### Brief
Reproduce every record below exactly as written, but leave out any pictures.
== Segment start ==
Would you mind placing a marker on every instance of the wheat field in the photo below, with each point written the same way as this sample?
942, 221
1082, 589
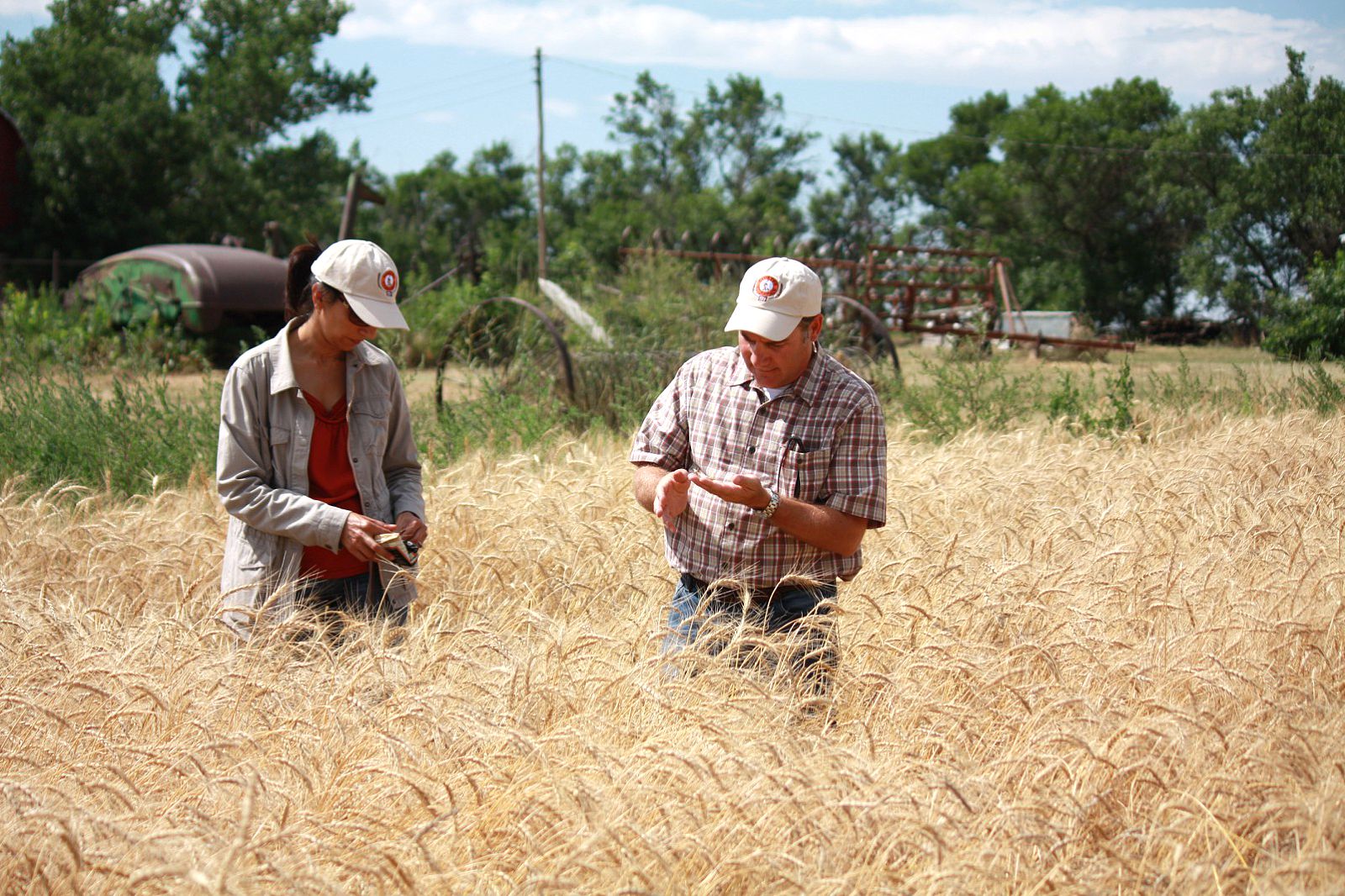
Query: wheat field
1068, 667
== Segment end ==
### Exercise output
Would you mind placing a marker on every instance of the wheat field in the photo below, with each point written the same way as this sample?
942, 221
1082, 589
Query: wheat field
1068, 667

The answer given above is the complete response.